>>>>

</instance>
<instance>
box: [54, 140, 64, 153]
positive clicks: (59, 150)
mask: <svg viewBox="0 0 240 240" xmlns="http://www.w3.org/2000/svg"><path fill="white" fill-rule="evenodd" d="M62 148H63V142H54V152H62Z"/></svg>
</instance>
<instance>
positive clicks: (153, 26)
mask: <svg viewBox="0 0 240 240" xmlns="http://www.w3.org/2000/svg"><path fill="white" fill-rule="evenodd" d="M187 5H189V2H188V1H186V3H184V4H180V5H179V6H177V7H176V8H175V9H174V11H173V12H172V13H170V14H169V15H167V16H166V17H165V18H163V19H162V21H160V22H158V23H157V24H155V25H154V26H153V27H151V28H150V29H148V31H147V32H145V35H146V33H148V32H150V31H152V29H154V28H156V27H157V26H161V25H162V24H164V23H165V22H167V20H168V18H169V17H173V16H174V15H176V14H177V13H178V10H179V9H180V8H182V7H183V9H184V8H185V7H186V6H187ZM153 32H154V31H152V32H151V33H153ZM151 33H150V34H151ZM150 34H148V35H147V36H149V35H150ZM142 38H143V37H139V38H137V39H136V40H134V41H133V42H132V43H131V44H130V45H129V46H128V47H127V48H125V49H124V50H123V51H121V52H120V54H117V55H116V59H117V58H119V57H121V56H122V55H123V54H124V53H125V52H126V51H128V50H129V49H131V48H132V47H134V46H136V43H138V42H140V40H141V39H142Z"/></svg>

<<<<

▶ [ACTION ITEM] Copy the entries above line for line, with no changes.

▶ [EXERCISE RESPONSE]
</instance>
<instance>
box: [54, 140, 64, 153]
positive clicks: (59, 150)
mask: <svg viewBox="0 0 240 240" xmlns="http://www.w3.org/2000/svg"><path fill="white" fill-rule="evenodd" d="M62 148H63V142H54V152H62Z"/></svg>
</instance>
<instance>
positive clicks: (153, 26)
mask: <svg viewBox="0 0 240 240" xmlns="http://www.w3.org/2000/svg"><path fill="white" fill-rule="evenodd" d="M187 5H189V2H188V1H186V3H184V4H180V5H179V6H177V7H176V8H175V9H174V11H173V12H172V13H170V14H169V15H167V16H166V17H165V18H163V19H162V21H160V22H158V23H157V24H155V25H154V26H153V27H151V28H150V29H148V31H147V32H145V35H146V33H148V32H150V31H152V29H154V28H156V27H157V26H161V25H162V24H164V23H165V22H167V20H168V18H169V17H173V16H174V15H176V14H177V13H178V10H179V9H180V8H182V7H183V9H184V8H185V7H186V6H187ZM153 32H154V31H152V32H151V33H153ZM151 33H150V34H151ZM150 34H148V35H147V36H149V35H150ZM142 38H143V37H139V38H137V39H136V40H134V41H133V42H132V43H131V44H130V45H129V46H128V47H127V48H125V49H124V50H123V51H121V52H120V54H117V55H116V59H117V58H119V57H121V56H122V55H123V54H124V53H125V52H126V51H128V50H129V49H131V48H132V47H134V46H136V43H138V42H140V40H141V39H142Z"/></svg>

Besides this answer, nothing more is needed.